*** Opening SUPPLIED DATA ***

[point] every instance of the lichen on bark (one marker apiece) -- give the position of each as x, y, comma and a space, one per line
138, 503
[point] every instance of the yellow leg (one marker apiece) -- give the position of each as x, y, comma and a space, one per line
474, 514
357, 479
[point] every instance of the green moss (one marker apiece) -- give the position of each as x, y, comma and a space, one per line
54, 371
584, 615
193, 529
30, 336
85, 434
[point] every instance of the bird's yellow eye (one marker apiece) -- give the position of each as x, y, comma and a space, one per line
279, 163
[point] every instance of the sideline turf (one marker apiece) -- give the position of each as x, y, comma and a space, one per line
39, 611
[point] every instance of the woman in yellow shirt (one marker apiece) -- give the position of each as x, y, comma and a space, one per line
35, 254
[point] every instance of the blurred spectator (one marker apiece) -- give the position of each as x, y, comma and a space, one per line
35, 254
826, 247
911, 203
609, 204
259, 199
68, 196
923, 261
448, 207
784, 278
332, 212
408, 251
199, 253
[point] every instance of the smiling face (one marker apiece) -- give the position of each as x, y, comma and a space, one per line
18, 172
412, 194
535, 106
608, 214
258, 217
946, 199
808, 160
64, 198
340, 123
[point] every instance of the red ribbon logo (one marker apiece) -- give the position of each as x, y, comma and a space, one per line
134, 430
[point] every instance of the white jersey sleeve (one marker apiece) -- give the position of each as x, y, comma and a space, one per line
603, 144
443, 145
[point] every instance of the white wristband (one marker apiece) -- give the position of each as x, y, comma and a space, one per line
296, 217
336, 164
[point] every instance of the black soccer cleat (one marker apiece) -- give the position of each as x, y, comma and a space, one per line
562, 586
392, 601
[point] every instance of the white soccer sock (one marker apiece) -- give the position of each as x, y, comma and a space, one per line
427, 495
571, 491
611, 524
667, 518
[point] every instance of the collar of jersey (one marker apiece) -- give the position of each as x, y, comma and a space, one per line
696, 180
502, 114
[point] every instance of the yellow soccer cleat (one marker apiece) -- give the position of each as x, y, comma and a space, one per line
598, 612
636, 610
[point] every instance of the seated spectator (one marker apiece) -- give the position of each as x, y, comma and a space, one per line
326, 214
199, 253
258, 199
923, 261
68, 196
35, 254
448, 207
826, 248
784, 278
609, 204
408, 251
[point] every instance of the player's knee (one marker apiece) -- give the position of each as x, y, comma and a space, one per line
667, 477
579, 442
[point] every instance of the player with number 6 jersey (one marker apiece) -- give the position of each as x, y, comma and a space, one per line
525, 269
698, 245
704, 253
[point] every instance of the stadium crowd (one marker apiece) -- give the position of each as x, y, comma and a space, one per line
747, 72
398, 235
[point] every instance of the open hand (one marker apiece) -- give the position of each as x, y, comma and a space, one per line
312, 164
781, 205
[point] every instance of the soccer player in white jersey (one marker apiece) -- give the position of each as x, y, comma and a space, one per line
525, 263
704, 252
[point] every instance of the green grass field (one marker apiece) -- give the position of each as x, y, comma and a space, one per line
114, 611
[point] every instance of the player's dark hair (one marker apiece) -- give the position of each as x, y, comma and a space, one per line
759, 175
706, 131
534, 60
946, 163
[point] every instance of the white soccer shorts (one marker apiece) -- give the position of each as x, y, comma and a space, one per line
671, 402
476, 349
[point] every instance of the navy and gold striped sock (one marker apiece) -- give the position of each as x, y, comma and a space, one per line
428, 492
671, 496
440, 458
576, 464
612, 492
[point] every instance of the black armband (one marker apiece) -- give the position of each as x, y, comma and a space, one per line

*** Closing SUPPLIED DATA ***

**TRY IT**
Print each entry exactly as it appears above.

**EXPECTED ANSWER**
[point] every instance of the lichen on bark (one marker apiece) -- give the position of each as x, y, comma and a space, one per line
138, 503
[point] every instance of the yellow leg (one marker apiece) -- give the position of each as x, y, comma and a space, one per line
474, 514
357, 479
[point] every instance of the green moss (one marker apiece) -- give the position of each as x, y, comma and a space, one per line
54, 371
584, 615
193, 529
30, 336
85, 434
[point] every instance of the bird's yellow eye (one marker apiece) -- give the position of each as x, y, comma and a space, one per line
279, 163
[point] every instance of the sideline turf (one marker apiece) -- give the position of each as x, y, comma and a space, one per line
39, 611
[point] every instance of the woman in yellow shirt (one marker apiece) -- give the position of each as x, y, comma and a space, one per line
35, 254
[point] every instance of the blurred spectator (one marker apiece) -- give the position of each as x, y, comma and a space, one per line
35, 254
826, 247
911, 203
609, 204
259, 199
68, 196
923, 261
448, 207
784, 278
332, 212
408, 251
199, 253
[point] every instance of the smiling face (one marker apiece) -- give the position of each as x, y, comma and a space, one per line
18, 172
412, 194
535, 106
608, 214
258, 217
946, 199
808, 160
64, 198
340, 123
[point] every instance of the red ribbon logo (one marker apiece) -- give the position of each as x, y, comma and a space, one per line
134, 430
[point] every instance of the white jersey sleeve (one marker apiece) -- give the position of each as x, y, comma and a space, one per line
603, 144
443, 145
[point] every instance of the white wristband (one marker apiece) -- give the position of each as x, y, comma and a space, one per line
296, 217
336, 164
[point] every instance of the black soccer cleat (one marker apiece) -- give the position of each as x, y, comma and a space, one per line
562, 586
392, 601
[point] every instance of the white soccer sock (one marker apiece) -- give the position of each as x, y, comma and a space, one per line
427, 495
571, 491
611, 524
667, 518
[point] every instance of the collar of jersey (one marker apiece) -- give the position of each as x, y, comma and a space, one per line
696, 180
502, 114
[point] every instance of the yellow soccer cleat (one marker apiece) -- give the position of each as x, y, comma and a space, one per line
598, 612
636, 610
[point] every instance of the seated spectator (one marker apiece) -- give the position of each as x, y, comma and a space, one per line
326, 214
199, 253
258, 199
923, 261
68, 196
35, 254
448, 207
826, 248
784, 278
609, 204
408, 251
[point] every instance of the player's knee (one marker apiece) -- give the position of each as x, y, comma and a space, one per line
667, 477
579, 442
[point] every instance of the player with number 6 jersey (one marker apiece) -- give the position of each as x, y, comma and a space, one per line
525, 269
698, 245
704, 253
[point] every instance of the stadium crowd (one marker apiece) -- give the position of each as x, y, comma and a space, one per line
747, 72
398, 235
[point] every instance of the open hand (one marker apiece) -- give the position of each as x, y, comma and a space, one per line
312, 164
781, 205
[point] every instance of the soccer player in white jersey (one marker apiece) -- give the position of each as x, y, comma and a space, one per line
525, 263
704, 252
[point] every instance of the green grass field (one marker apiece) -- give the position of each as x, y, comma and a space, one per line
114, 611
[point] every instance of the player's dark hair (one marker apiece) -- give the position of each as x, y, comma and a space, one per line
759, 175
706, 131
534, 60
946, 163
[point] every instance of the white soccer shorts (one marker apiece) -- give the position of each as x, y, comma and a space, one per line
671, 402
476, 349
[point] every instance of the navy and gold striped sock (one marker apiece) -- give the position of each as x, y, comma and a space, one per line
428, 492
671, 496
440, 458
576, 464
612, 492
[point] every instance of the black armband (one marker apiece) -- give the position of each as x, y, comma and a space, one per line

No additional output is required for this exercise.